_DATA LISTING_:
────────────────────
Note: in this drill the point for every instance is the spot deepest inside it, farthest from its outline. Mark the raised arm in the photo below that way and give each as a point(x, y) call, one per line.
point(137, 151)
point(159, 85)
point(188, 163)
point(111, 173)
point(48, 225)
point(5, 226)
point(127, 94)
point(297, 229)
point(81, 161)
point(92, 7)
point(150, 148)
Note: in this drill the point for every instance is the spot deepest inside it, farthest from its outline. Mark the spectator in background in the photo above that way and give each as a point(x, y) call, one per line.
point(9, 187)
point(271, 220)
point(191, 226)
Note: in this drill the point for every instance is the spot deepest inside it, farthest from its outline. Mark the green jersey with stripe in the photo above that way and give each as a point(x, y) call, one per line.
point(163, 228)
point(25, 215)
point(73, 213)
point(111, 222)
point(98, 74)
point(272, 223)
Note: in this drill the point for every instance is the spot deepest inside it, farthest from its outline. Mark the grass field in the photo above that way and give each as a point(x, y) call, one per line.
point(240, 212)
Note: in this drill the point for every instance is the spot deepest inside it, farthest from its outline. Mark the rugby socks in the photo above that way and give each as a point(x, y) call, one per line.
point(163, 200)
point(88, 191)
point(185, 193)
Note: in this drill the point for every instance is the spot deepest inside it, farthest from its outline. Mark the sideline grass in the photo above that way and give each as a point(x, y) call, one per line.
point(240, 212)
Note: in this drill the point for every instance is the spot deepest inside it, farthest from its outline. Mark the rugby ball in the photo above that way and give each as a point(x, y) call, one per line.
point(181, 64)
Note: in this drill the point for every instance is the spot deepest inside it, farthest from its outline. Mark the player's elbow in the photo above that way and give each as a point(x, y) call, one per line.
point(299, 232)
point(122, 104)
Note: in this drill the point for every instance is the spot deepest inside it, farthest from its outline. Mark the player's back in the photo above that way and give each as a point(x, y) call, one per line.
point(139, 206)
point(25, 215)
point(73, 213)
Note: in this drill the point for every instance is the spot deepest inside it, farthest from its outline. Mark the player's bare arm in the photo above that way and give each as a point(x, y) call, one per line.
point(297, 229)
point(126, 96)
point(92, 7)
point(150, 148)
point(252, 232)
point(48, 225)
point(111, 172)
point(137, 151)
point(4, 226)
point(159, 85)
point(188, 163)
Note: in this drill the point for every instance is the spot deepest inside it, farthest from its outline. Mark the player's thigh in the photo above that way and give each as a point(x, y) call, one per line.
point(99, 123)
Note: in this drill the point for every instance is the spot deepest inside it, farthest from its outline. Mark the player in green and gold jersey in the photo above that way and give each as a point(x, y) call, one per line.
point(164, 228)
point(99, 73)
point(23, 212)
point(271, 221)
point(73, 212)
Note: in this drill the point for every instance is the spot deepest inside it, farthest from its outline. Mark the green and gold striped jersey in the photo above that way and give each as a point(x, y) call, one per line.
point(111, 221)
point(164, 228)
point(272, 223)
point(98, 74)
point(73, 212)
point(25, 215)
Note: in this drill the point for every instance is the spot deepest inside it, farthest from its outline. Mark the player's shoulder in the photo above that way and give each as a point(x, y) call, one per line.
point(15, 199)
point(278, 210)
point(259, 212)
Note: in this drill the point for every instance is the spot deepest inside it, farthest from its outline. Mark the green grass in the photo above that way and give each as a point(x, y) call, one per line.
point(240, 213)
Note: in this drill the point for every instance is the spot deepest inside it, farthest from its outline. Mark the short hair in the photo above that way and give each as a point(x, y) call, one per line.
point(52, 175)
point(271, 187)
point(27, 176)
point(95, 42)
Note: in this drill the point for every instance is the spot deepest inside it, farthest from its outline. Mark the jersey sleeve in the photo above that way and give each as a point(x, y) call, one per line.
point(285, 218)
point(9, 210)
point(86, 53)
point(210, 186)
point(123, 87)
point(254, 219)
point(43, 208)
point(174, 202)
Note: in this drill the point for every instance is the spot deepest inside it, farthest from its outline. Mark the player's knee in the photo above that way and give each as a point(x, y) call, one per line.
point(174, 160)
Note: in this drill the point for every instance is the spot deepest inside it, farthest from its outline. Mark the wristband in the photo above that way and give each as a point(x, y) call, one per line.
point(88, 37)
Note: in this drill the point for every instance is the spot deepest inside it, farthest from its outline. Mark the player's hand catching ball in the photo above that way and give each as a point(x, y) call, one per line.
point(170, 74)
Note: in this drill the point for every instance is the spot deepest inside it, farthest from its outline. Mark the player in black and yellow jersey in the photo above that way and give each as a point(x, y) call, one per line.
────────────────────
_WHAT YOU SHOULD DO_: The entries above should be repeated exactly, every one of them.

_ANSWER SPACE_:
Note: in this drill the point for every instance is the spot deepest inside it, farthest from its outline. Mark the raised arm in the photo below that way and give each as a point(x, y) call, one per line.
point(137, 151)
point(159, 85)
point(188, 163)
point(111, 173)
point(48, 225)
point(5, 226)
point(127, 94)
point(297, 229)
point(81, 161)
point(92, 7)
point(150, 148)
Note: in this drill the point for every instance is the spot deepest inside it, farthest from its outline. Mark the spectator in background in the photo above that way and give each as a point(x, y) call, one per line.
point(9, 187)
point(271, 220)
point(191, 226)
Note: in this drill the point for every instance is the spot deepest inside it, farthest from its outline. Mark the green jersey with stripe in the photo above that way and give each as a point(x, y) call, one per line.
point(163, 228)
point(25, 215)
point(73, 213)
point(111, 222)
point(98, 74)
point(272, 223)
Note: in this drill the point for every instance is the spot deepest inside it, farthest from its outline. Mark the grass field in the photo above that way and give each as a point(x, y) call, one per line.
point(240, 212)
Note: in this drill the point for every instance is the spot deepest inside it, farthest from its outline. Mark the rugby socks in the photo above that way and give each as a point(x, y) call, one per line.
point(163, 200)
point(88, 191)
point(185, 193)
Note: in this drill the point for every instance is the spot deepest inside it, farthest from its outline. Mark the sideline grass in the photo above that way and give each as a point(x, y) call, one per line.
point(240, 212)
Note: in this drill the point for every instance is the spot deepest inside it, farthest from its outline. Mark the rugby ball in the photo above that way and give each as a point(x, y) call, one per line.
point(181, 64)
Note: in this drill the point for every instance is the spot deepest inside it, farthest from its outline. Mark the player's elbow in the photo above that way and give each as a point(x, y) call, one per line.
point(299, 232)
point(122, 104)
Note: in this drill the point for every instance is the spot deepest inside it, farthest from its outline. Mark the player's back in the photo above that way and give each as a point(x, y) call, one per line.
point(139, 206)
point(25, 215)
point(73, 213)
Note: in this drill the point for every instance is the spot deepest inside it, farthest from its outline. Mark the player's bare arm in the photo above that way and give each as a point(x, y) call, one per line.
point(297, 229)
point(126, 96)
point(92, 7)
point(150, 148)
point(252, 232)
point(48, 225)
point(111, 172)
point(137, 151)
point(4, 226)
point(159, 85)
point(188, 163)
Note: in this drill the point for every instance is the spot deepest inside it, farthest from its outline. Mark the player's thigh in the photo above that way and give each as a point(x, y) call, one per line.
point(99, 123)
Note: in this drill the point for every instance is the spot deepest inside it, farthest from its outline. Mark the player in green and gold jersey in the photo above that way and give each as a point(x, y) call, one per line.
point(164, 228)
point(99, 73)
point(23, 212)
point(271, 221)
point(73, 212)
Note: in this drill the point for every instance is the spot deepest inside it, farthest from its outline. Mark the green and gold striped jersey in the photo above that way and give each as a point(x, y) call, one per line.
point(111, 221)
point(164, 228)
point(272, 223)
point(98, 74)
point(73, 212)
point(25, 215)
Note: in this drill the point for every instance is the spot deepest inside it, farthest from its outline. Mark the player's shoulder in the photo above that way and give each as a point(x, y) call, one per line.
point(15, 199)
point(278, 210)
point(259, 212)
Note: in this drill the point for every instance is the spot deepest inside it, farthest from its outline. Mark the green grass in the photo above that way and give each as a point(x, y) call, one per line.
point(240, 213)
Note: in this drill the point for every instance is the spot deepest inside it, farthest from its outline. Mark the short hair in the photo above that way and give each as a point(x, y) call, one per line.
point(52, 175)
point(271, 187)
point(27, 176)
point(95, 42)
Note: in this drill the point for every instance is the spot deepest inside it, farthest from its outline. Mark the jersey sleeve in the photo above that way and give each as a point(x, y) call, one per line.
point(285, 218)
point(9, 210)
point(86, 53)
point(210, 186)
point(123, 87)
point(254, 219)
point(43, 208)
point(174, 202)
Note: in this drill the point for every instance is the spot deepest inside it, farthest from its outline. Mark the player's knee in the photo above that way and give each as a point(x, y) call, one per line.
point(174, 160)
Note: in this drill the point for every instance is the spot deepest inside it, farthest from its outline. Mark the wristband in the photo above that way and give each as a point(x, y) call, one per line.
point(88, 37)
Note: in this drill the point for every instance is the spot deepest inside it, farthest from its outline. Mark the player's hand catching ball in the photo above that way and give each as a point(x, y) call, one per line.
point(170, 74)
Note: in this drill the point for every instance is the spot deepest inside it, farthest from its outline. Mark the player in black and yellow jersey in the photo above that way and give each as a point(x, y) call, one per line.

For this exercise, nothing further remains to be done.